## Start
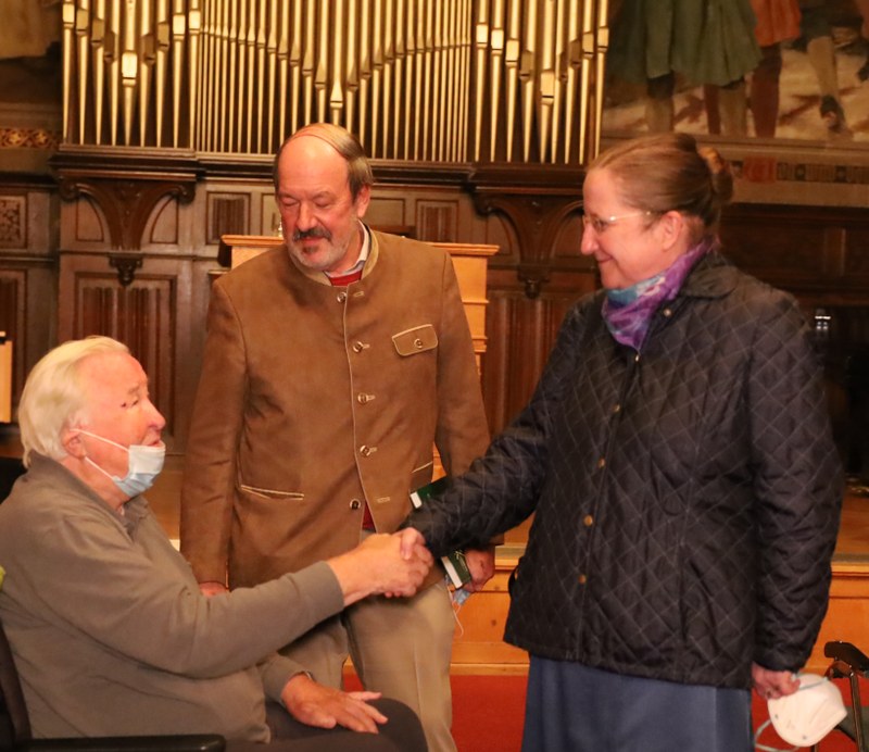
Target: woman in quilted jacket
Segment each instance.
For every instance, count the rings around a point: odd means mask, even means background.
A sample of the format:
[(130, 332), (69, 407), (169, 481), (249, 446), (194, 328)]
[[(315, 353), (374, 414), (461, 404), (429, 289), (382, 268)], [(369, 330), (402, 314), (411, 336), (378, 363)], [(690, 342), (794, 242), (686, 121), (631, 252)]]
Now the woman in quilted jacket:
[(842, 500), (796, 301), (721, 254), (727, 163), (625, 142), (583, 186), (603, 289), (528, 406), (410, 524), (436, 555), (534, 514), (505, 639), (530, 654), (524, 750), (747, 752), (751, 690), (792, 693)]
## End
**Request:** Rewrite the data above with "quilted" changed to "padded" and every other part left as it is. Leave the pictures out of your version.

**Exercise result:**
Target: woman in padded jacket
Segment each instance.
For every instance, count the rings around a point: odd means mask, even means background.
A sample of the format:
[(130, 332), (69, 407), (169, 481), (249, 446), (194, 328)]
[[(315, 353), (374, 414), (461, 404), (429, 289), (382, 268)], [(369, 330), (402, 314), (411, 336), (378, 363)], [(690, 342), (794, 242), (686, 121), (631, 252)]]
Now the woman in padded jacket:
[(842, 500), (796, 301), (721, 254), (727, 163), (625, 142), (583, 186), (603, 289), (528, 406), (410, 524), (436, 555), (534, 514), (505, 639), (530, 654), (524, 750), (747, 752), (751, 690), (792, 693)]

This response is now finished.